▶ [Text block]:
--------------------

GPs threaten to cut services

Wed, Jan 9, 2013, 00:00

GPs are threatening to stop delivering the flu vaccine and to withdraw from cervical cancer screening programmes unless the Government rows back on its plans to impose a further cut in their professional fees.

The introduction of a waiting list system for appointments and the withdrawal of GP services in some areas are also on the cards if doctors are hit with a third reduction in fees in three years, the Irish Medical Organisation (IMO) will tell the Department of Health today.

Some €70 million in cuts to fees for GPs and pharmacists were announced by Minister for Public Expenditure Brendan Howlin in last month’s budget. Details of these will be announced by Minister for Health James Reilly shortly after a consultation under the Financial Emergency Measures in the Public Interest Act introduced during the financial crisis in 2009.

The IMO, which is due to make submissions on the proposals at the department today, claimed savings can be made in other ways, such as further cuts to drug costs.

‘Breaking point’

“General practice is at breaking point and the imposition of further cuts – on top of recent severe cuts in the level of financial support for GP services – threatens to destroy the fabric of the Irish general practice system,” according to the IMO submission, seen by The Irish Times.

“Decisions taken today may well herald the introduction of waiting lists for GPs for the first time in Ireland and the unavailability of GP services in certain parts of the country.”

The IMO said further cuts would also mean the end of any capacity in the system for Dr Reilly’s plans to introduce free universal GP care “in the foreseeable future”.

It said the department should have regard to the cumulative impact of earlier cuts in GP payments. GPs are no longer able to cross-subsidise medical card patients because their income from private patients is falling.

In its submission, it said GPs will consider not providing the flu vaccine if subjected to further cuts.

In a separate submission, the IMO said withdrawal from the cervical cancer screening programme is a “very real possibility”.

--------------------

▶ [Listed entries]:

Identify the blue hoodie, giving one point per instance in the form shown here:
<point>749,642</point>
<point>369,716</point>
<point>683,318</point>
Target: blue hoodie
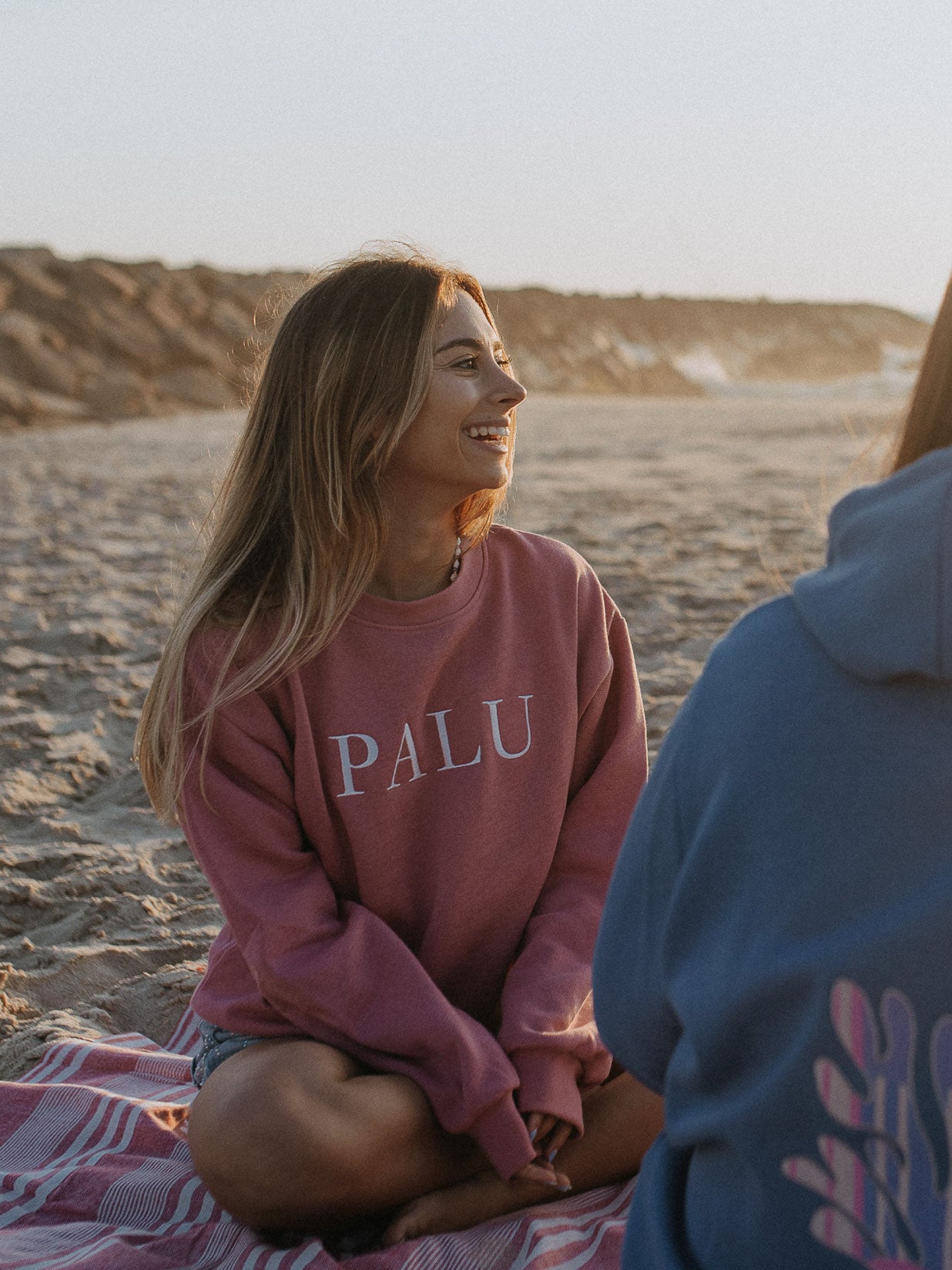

--------------------

▶ [Prompt 1]:
In the article on GP fee cuts, how much in cuts to fees for GPs and pharmacists did last month's budget announce?
▶ [Prompt 2]:
Using the article on GP fee cuts, explain why GPs are no longer able to cross-subsidise medical card patients.
▶ [Prompt 3]:
Output the stretch of the article on GP fee cuts from "The IMO, which" through "The Irish Times.".

▶ [Problem solution 1]:
Some €70 million.

▶ [Problem solution 2]:
GPs can no longer cross-subsidise medical card patients because their income from private patients is falling. The IMO cited this in saying the department should consider the cumulative impact of earlier cuts in GP payments.

▶ [Problem solution 3]:
The IMO, which is due to make submissions on the proposals at the department today, claimed savings can be made in other ways, such as further cuts to drug costs.

‘Breaking point’

“General practice is at breaking point and the imposition of further cuts – on top of recent severe cuts in the level of financial support for GP services – threatens to destroy the fabric of the Irish general practice system,” according to the IMO submission, seen by The Irish Times.